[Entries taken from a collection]
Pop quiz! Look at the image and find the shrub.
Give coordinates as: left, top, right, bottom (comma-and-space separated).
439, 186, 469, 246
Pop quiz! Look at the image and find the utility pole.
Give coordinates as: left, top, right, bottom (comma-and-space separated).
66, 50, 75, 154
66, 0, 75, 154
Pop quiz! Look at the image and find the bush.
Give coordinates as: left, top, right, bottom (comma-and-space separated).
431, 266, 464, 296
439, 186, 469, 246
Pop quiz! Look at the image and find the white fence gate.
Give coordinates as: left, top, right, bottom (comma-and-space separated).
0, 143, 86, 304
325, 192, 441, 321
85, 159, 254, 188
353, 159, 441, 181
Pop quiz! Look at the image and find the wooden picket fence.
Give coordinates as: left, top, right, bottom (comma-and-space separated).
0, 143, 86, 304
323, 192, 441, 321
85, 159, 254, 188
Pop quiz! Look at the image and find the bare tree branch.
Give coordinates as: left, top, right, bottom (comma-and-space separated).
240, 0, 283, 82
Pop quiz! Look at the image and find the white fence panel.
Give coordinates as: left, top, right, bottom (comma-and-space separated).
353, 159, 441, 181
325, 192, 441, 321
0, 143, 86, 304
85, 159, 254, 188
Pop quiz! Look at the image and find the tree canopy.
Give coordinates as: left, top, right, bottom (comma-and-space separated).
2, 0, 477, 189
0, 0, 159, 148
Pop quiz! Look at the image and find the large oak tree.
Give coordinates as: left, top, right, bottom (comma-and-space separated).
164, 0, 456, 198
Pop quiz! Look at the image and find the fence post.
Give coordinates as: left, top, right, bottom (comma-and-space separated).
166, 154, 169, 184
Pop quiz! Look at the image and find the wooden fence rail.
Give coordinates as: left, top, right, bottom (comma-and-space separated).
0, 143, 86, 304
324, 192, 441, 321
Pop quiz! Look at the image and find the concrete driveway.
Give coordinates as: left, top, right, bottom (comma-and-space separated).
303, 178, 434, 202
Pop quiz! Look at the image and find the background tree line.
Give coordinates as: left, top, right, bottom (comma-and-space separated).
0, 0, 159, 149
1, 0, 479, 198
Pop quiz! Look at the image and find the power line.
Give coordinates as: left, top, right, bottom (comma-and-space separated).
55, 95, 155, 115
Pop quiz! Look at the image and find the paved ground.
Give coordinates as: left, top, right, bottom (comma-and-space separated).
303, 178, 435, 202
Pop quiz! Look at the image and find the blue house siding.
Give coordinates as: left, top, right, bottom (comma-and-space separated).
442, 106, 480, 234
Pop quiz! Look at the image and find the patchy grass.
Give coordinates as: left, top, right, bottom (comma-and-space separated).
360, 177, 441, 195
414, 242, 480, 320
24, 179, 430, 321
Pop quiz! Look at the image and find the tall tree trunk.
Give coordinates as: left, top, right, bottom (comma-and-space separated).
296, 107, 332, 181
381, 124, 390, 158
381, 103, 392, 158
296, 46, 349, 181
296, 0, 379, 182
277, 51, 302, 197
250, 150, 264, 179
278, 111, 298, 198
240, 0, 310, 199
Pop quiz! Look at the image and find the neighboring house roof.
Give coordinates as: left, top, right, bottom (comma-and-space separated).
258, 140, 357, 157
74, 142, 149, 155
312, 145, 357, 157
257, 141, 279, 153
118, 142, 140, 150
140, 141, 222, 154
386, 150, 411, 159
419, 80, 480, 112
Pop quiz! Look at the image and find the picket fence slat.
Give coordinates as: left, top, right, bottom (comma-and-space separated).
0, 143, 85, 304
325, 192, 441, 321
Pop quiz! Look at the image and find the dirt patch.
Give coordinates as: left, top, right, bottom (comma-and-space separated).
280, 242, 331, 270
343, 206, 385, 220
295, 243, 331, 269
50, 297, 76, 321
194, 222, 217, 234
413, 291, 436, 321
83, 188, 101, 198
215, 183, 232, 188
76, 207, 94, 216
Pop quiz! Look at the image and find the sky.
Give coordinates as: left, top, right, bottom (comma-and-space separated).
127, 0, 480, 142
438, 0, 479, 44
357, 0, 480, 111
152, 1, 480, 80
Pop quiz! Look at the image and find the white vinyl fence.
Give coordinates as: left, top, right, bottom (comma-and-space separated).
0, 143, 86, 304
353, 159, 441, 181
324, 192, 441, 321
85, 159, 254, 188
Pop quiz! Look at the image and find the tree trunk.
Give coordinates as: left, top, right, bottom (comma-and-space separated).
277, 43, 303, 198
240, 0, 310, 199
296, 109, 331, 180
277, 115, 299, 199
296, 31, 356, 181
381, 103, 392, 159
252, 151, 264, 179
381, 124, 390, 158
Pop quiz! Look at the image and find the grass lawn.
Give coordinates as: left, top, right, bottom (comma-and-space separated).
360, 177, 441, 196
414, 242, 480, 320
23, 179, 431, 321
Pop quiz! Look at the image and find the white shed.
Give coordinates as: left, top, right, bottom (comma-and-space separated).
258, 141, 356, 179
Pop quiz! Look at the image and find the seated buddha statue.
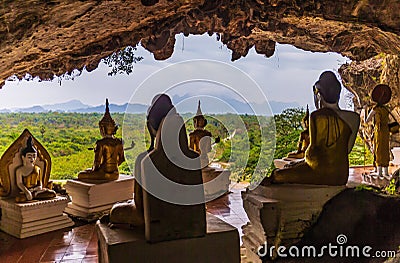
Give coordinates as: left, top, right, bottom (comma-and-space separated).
15, 136, 56, 203
78, 99, 125, 183
189, 101, 212, 168
109, 94, 175, 226
285, 105, 310, 160
262, 71, 360, 186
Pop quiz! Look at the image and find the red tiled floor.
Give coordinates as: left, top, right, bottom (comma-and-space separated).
0, 184, 251, 263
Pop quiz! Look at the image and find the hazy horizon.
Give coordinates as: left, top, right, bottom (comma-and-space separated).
1, 33, 351, 112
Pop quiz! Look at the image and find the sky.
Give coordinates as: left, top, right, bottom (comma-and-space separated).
0, 33, 351, 111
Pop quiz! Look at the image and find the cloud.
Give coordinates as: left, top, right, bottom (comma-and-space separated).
1, 33, 349, 110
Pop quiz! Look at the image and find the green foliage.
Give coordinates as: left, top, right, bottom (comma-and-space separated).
0, 112, 135, 180
348, 136, 374, 166
273, 108, 305, 160
0, 109, 373, 183
355, 184, 379, 193
384, 178, 398, 195
103, 46, 144, 76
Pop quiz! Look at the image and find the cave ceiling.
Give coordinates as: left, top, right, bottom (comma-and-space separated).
1, 0, 400, 88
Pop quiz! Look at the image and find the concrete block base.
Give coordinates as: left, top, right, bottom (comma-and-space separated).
96, 213, 240, 263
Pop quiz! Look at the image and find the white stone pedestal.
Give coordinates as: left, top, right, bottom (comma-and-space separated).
64, 175, 134, 221
241, 184, 345, 262
202, 167, 231, 201
96, 213, 240, 263
0, 196, 74, 238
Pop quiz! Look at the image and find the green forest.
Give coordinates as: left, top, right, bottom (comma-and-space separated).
0, 109, 373, 182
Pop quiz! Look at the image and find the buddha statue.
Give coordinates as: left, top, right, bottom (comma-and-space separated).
141, 98, 206, 243
189, 101, 212, 167
15, 136, 56, 203
78, 99, 125, 183
109, 94, 175, 226
262, 71, 360, 186
365, 84, 392, 179
285, 105, 310, 160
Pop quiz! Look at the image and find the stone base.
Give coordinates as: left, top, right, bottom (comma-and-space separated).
64, 203, 114, 221
241, 184, 345, 262
96, 213, 240, 263
0, 196, 74, 238
202, 166, 231, 201
64, 174, 134, 221
273, 158, 303, 169
361, 173, 391, 188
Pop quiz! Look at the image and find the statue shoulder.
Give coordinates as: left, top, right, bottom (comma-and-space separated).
34, 165, 41, 172
190, 129, 211, 136
310, 108, 332, 118
339, 110, 360, 122
98, 137, 122, 145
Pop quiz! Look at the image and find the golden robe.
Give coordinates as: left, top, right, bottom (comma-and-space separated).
272, 108, 352, 186
22, 165, 41, 189
373, 105, 390, 167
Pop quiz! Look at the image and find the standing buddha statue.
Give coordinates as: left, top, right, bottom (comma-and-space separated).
365, 84, 392, 179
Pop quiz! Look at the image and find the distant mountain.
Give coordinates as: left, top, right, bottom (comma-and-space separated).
172, 94, 301, 115
3, 98, 301, 115
8, 100, 147, 114
42, 99, 90, 112
17, 106, 46, 113
74, 103, 148, 113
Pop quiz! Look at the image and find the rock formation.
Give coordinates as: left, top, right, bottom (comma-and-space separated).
340, 54, 400, 150
1, 0, 400, 88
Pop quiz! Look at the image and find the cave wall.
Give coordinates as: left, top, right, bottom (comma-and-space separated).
1, 0, 400, 88
339, 54, 400, 150
1, 0, 400, 151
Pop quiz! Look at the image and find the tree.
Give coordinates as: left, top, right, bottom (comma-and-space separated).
103, 46, 144, 76
40, 125, 46, 138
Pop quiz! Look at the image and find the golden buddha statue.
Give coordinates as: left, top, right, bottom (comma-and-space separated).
15, 136, 56, 203
78, 99, 125, 183
189, 101, 212, 167
365, 84, 392, 179
286, 105, 310, 159
262, 71, 360, 186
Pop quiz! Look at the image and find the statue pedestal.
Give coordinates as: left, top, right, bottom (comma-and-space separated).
65, 174, 134, 221
241, 184, 345, 262
273, 157, 303, 169
202, 166, 231, 200
0, 196, 73, 238
361, 174, 391, 188
96, 213, 240, 263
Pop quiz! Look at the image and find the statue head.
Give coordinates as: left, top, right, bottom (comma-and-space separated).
99, 99, 118, 137
193, 100, 207, 129
313, 71, 341, 109
21, 136, 37, 167
147, 94, 175, 150
371, 84, 391, 105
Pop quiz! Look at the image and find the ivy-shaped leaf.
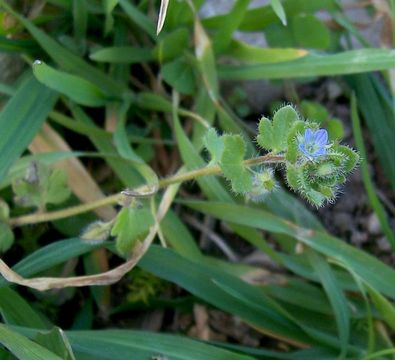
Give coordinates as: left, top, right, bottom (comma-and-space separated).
256, 117, 273, 151
111, 205, 154, 254
220, 135, 252, 193
272, 105, 299, 152
12, 163, 71, 209
45, 168, 71, 205
257, 105, 299, 153
203, 128, 224, 164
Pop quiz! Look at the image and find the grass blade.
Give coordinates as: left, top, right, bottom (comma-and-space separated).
0, 324, 62, 360
350, 93, 395, 249
307, 251, 350, 358
219, 49, 395, 80
184, 200, 395, 300
0, 75, 57, 182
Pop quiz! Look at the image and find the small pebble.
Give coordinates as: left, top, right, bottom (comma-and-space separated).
351, 231, 368, 246
367, 213, 382, 235
332, 212, 353, 232
377, 236, 391, 252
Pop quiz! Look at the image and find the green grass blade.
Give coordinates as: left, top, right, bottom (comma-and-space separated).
307, 251, 350, 358
0, 288, 49, 329
347, 74, 395, 192
224, 40, 307, 64
0, 0, 125, 96
67, 329, 254, 360
0, 324, 62, 360
89, 46, 154, 63
350, 93, 395, 249
219, 49, 395, 80
203, 0, 336, 31
184, 201, 395, 300
72, 0, 87, 51
0, 75, 57, 182
33, 61, 111, 107
118, 0, 156, 40
213, 0, 250, 53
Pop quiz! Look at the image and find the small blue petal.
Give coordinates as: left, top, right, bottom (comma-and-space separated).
304, 128, 313, 142
312, 147, 326, 157
314, 129, 328, 146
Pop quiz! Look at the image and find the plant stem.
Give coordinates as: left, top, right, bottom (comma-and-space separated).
8, 154, 284, 227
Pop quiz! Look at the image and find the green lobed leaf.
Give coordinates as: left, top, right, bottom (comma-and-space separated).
161, 57, 196, 95
292, 14, 330, 49
154, 28, 190, 63
111, 206, 154, 254
203, 128, 224, 163
220, 135, 252, 193
272, 105, 299, 152
256, 117, 274, 151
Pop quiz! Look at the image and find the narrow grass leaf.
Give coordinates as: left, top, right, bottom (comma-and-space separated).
33, 61, 110, 107
224, 40, 307, 64
0, 324, 62, 360
0, 0, 125, 96
184, 201, 395, 300
90, 46, 153, 63
203, 0, 336, 31
347, 74, 395, 192
307, 251, 350, 358
350, 94, 395, 249
72, 0, 87, 50
118, 0, 156, 40
67, 329, 254, 360
219, 49, 395, 80
0, 287, 49, 329
213, 0, 250, 53
0, 75, 57, 182
270, 0, 287, 25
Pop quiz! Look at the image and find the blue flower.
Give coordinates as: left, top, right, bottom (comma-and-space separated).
298, 129, 328, 159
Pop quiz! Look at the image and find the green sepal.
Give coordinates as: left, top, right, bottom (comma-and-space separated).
111, 205, 154, 255
286, 164, 300, 190
336, 145, 360, 172
220, 135, 252, 193
81, 221, 113, 244
305, 189, 326, 207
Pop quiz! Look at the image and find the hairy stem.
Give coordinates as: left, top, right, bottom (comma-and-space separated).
8, 154, 284, 226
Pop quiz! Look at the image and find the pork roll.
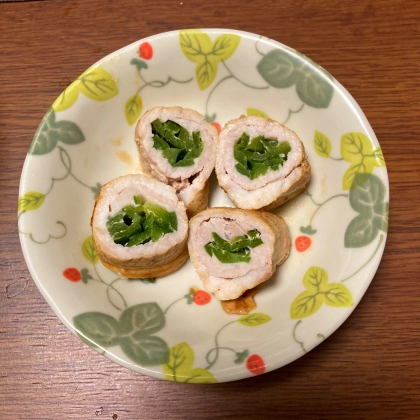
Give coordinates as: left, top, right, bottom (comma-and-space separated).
135, 106, 218, 218
91, 174, 189, 278
216, 116, 311, 211
188, 207, 291, 300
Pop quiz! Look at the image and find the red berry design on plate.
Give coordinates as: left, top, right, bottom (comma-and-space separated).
295, 235, 312, 252
193, 290, 211, 305
139, 42, 153, 60
63, 267, 81, 282
211, 122, 222, 133
246, 354, 265, 375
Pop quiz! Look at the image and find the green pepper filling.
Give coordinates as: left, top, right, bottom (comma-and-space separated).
204, 230, 263, 264
151, 119, 203, 167
234, 133, 292, 180
106, 195, 177, 247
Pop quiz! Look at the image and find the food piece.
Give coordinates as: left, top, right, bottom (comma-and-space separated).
91, 174, 188, 278
188, 207, 291, 300
216, 115, 311, 210
221, 287, 259, 315
135, 106, 218, 218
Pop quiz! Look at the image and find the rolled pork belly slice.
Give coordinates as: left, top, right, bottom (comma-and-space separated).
135, 106, 218, 218
216, 116, 311, 211
188, 207, 291, 300
91, 174, 189, 278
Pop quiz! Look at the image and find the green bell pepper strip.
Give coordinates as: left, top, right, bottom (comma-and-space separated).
106, 196, 178, 247
204, 230, 263, 264
234, 133, 291, 180
151, 119, 204, 167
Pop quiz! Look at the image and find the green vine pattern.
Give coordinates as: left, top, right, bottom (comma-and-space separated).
163, 287, 197, 314
19, 66, 117, 218
289, 267, 354, 353
292, 320, 326, 354
124, 58, 193, 125
341, 234, 385, 282
300, 191, 349, 235
204, 313, 271, 370
292, 320, 307, 354
204, 60, 269, 122
200, 34, 334, 126
18, 211, 67, 244
19, 109, 102, 243
19, 143, 101, 210
80, 236, 127, 311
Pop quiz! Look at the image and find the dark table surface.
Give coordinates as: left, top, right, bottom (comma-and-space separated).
1, 0, 420, 419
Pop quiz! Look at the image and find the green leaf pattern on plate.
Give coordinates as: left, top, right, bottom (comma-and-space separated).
341, 132, 385, 190
73, 312, 121, 347
246, 107, 269, 118
290, 267, 353, 319
256, 49, 334, 108
73, 302, 169, 366
124, 94, 143, 126
163, 342, 217, 383
18, 191, 45, 212
29, 108, 85, 156
82, 236, 99, 265
314, 130, 332, 158
119, 335, 169, 366
237, 313, 271, 326
179, 30, 240, 90
118, 302, 165, 335
52, 66, 119, 112
345, 174, 388, 248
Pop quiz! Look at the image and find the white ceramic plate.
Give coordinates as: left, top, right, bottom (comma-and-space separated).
19, 29, 388, 383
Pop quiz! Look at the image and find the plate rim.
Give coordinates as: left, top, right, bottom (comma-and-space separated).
18, 27, 389, 382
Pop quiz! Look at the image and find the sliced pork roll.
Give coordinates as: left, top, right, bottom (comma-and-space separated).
135, 106, 218, 218
216, 116, 311, 211
188, 207, 291, 300
91, 174, 188, 278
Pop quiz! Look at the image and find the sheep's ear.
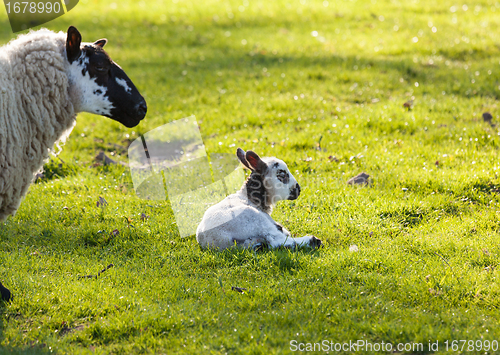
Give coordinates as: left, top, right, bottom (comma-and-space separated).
66, 26, 82, 63
236, 148, 252, 170
94, 39, 107, 48
246, 151, 267, 174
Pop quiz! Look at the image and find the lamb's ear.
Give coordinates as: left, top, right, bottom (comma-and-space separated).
94, 39, 107, 48
245, 151, 267, 174
236, 148, 252, 170
66, 26, 82, 63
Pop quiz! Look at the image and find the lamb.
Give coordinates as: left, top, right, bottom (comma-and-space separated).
196, 148, 322, 250
0, 26, 148, 301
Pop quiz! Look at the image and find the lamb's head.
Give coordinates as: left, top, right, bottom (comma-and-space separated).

• **Aim of the exercise**
Write out the lines above from the one with "Pop quiz! Look at the image and find the golden buddha" through the one with "Pop quiz! Look at the image and find the grass blade.", ends included, exactly; no picture goes in.

• **Answer area**
Pop quiz! Look at the image and find the golden buddha statue.
Give coordinates as: left, top, right, bottom (comma-and-space separated).
15, 136, 56, 203
78, 99, 125, 183
189, 101, 212, 167
365, 84, 392, 179
286, 105, 310, 159
262, 71, 360, 186
Pop quiz! Look at the image and find the statue pedestal.
Give coordinates as: left, top, right, bottom (comma-and-space separated).
65, 174, 134, 221
241, 184, 345, 262
273, 157, 303, 169
202, 166, 231, 200
0, 196, 73, 238
361, 174, 391, 188
96, 213, 240, 263
Pop quiz! Look at the image and find the statue head.
Give coordinates as: left, top, right, bottom (comma-and-space separated).
99, 99, 118, 137
193, 100, 207, 129
313, 71, 341, 109
21, 136, 37, 167
147, 94, 175, 150
371, 84, 391, 105
Pop quiz! Look at the image and find the ivy-shaped leaf.
Give coordinates as: left, top, right, bottom (comma-and-space separated).
256, 117, 273, 151
111, 205, 154, 254
220, 135, 252, 193
272, 105, 299, 152
12, 163, 71, 209
45, 168, 71, 205
257, 105, 299, 153
203, 128, 224, 164
Pop quiz! Look at the image and find the grass blade.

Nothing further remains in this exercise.